---- Document passage

Evidently, the former head of the city administration thought the publication undermined the public image of his own son, Alexander, the acting mayor of Kushva, on the eve of pending municipal elections. This manner of behaviour is quite typical of Tregubov: when he was at the helm, he would rush to sue newspaper editors for whatever critical story they might venture to publish – he accepted nothing but praise and always thought of himself (and now of his son, too) as an exemplary city leader. Local residents, however, thought differently and repeatedly staged protest actions and went on hunger strikes.

According to the author, the publication shed light on just a few of the numerous drawbacks in the municipal system of communal services. Curiously enough, in a telephone conversation with the Uralsky Rabochiy correspondent, Tregubov admitted the fact of his having reprimanded Gvozdikov for criticism and made a menacing statement in respect of the journalist’s family.

--------
---- Entries supplied

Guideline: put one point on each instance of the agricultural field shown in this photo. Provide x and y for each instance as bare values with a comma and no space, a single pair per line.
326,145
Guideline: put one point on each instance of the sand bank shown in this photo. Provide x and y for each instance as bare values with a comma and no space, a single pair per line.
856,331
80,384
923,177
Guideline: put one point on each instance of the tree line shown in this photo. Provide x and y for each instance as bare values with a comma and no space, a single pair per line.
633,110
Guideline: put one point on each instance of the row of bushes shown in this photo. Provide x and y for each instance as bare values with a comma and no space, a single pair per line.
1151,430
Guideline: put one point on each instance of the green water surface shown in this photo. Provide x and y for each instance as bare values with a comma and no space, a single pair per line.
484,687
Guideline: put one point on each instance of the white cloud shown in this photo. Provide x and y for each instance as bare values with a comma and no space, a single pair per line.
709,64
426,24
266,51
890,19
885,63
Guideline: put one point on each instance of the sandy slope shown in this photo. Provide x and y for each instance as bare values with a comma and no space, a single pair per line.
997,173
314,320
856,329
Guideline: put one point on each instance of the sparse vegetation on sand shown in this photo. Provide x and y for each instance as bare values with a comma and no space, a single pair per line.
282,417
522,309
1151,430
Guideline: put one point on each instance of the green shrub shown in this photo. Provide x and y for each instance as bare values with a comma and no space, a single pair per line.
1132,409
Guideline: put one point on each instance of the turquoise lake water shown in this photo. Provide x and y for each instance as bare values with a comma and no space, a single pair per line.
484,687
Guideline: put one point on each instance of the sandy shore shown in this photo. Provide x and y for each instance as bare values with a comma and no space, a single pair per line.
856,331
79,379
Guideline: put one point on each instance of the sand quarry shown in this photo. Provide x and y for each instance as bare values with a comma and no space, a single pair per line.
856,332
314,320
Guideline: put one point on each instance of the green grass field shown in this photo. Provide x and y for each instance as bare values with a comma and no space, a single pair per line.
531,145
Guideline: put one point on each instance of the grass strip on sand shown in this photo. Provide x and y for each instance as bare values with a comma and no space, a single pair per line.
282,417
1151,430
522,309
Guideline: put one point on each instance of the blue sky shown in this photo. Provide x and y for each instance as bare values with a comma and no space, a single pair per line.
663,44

--------

• Set of tasks
a: Answer these questions using the passage about Tregubov.
(i) What position does Tregubov's son Alexander hold?
(ii) How did local residents express their opinion of Tregubov's leadership?
(iii) For which newspaper did the correspondent who spoke with Tregubov by telephone work?
b: Reproduce verbatim the part of the passage about Tregubov from "According to the" up to and including "the journalist’s family.".

• Solutions to the problems
a:
(i) Acting mayor of Kushva.
(ii) They repeatedly staged protest actions and went on hunger strikes.
(iii) Uralsky Rabochiy.

b:
According to the author, the publication shed light on just a few of the numerous drawbacks in the municipal system of communal services. Curiously enough, in a telephone conversation with the Uralsky Rabochiy correspondent, Tregubov admitted the fact of his having reprimanded Gvozdikov for criticism and made a menacing statement in respect of the journalist’s family.